• [Ausgewählter Text]:
========
Alfred kam Ende Mai noch einmal, bis Juli 1942, in das KZ Salaspils. Nach seiner Rückkehr ins Ghetto musste er zunächst zehn Monate in einer Werkstatt des in Riga stationierten „Einsatzkommandos 2“ arbeiten, ein Kommando aus SS-, Gestapo und Polizeiangehörigen, das für tausendfachen Mord verantwortlich war. Das Kommando war sehr gefährlich, insbesondere, wenn die SS-Angehörigen betrunken waren. Andererseits kam Alfred in Kontakt mit lettischen Arbeitern, mit denen er gegen Wertsachen Lebensmittel eintauschen und damit seine Familienangehörigen unterstützen konnte. Seine Eltern, Herbert, Hilde, Grete und sein Schwager Alfred, der bei der jüdischen Ghetto-Polizei arbeitete, waren noch am Leben.
========
• [Bereitgestellte Angaben]:
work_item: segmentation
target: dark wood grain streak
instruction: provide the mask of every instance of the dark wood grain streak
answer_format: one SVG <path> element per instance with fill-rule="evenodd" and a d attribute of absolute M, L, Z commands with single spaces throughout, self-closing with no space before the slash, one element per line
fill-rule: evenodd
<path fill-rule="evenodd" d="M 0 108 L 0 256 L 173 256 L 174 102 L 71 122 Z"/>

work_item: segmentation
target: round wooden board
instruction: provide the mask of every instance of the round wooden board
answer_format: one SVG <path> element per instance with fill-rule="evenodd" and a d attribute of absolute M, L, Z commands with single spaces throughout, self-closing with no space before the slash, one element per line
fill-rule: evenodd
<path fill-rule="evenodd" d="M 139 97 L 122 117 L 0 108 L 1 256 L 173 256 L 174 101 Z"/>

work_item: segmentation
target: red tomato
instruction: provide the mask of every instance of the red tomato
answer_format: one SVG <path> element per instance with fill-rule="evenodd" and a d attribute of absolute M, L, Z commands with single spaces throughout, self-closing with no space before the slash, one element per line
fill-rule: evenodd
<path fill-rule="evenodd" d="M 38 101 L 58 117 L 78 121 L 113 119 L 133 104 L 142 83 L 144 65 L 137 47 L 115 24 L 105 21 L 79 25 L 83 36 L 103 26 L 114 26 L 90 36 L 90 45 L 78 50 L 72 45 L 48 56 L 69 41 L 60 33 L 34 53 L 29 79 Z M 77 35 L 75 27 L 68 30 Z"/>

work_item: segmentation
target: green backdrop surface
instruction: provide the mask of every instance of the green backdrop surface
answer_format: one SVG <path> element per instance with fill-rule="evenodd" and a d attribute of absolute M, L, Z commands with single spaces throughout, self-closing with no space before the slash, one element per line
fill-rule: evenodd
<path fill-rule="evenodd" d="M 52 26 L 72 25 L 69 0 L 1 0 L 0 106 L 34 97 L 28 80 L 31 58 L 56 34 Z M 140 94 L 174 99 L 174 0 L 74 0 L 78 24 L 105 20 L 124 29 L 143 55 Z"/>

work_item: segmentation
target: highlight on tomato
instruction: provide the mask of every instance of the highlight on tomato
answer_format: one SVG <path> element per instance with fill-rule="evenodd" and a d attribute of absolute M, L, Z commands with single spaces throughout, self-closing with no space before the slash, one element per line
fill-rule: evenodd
========
• [Aufgaben und Übungen]:
(A) Bei welcher Polizei arbeitete Alfreds Schwager laut dem ausgewählten Text?
(B) Erklären Sie anhand des ausgewählten Texts, wie Alfred seine Familienangehörigen unterstützen konnte.
(C) Geben Sie aus dem ausgewählten Text alles von "Alfred kam Ende" bis hinunter zu "noch am Leben." wortgetreu wieder.

• [Lösungen]:
(A) Er arbeitete bei der jüdischen Ghetto-Polizei.

(B) Bei der Arbeit in der Werkstatt kam Alfred in Kontakt mit lettischen Arbeitern. Mit ihnen konnte er Wertsachen gegen Lebensmittel eintauschen und damit seine Familie unterstützen.

(C)
Alfred kam Ende Mai noch einmal, bis Juli 1942, in das KZ Salaspils. Nach seiner Rückkehr ins Ghetto musste er zunächst zehn Monate in einer Werkstatt des in Riga stationierten „Einsatzkommandos 2“ arbeiten, ein Kommando aus SS-, Gestapo und Polizeiangehörigen, das für tausendfachen Mord verantwortlich war. Das Kommando war sehr gefährlich, insbesondere, wenn die SS-Angehörigen betrunken waren. Andererseits kam Alfred in Kontakt mit lettischen Arbeitern, mit denen er gegen Wertsachen Lebensmittel eintauschen und damit seine Familienangehörigen unterstützen konnte. Seine Eltern, Herbert, Hilde, Grete und sein Schwager Alfred, der bei der jüdischen Ghetto-Polizei arbeitete, waren noch am Leben.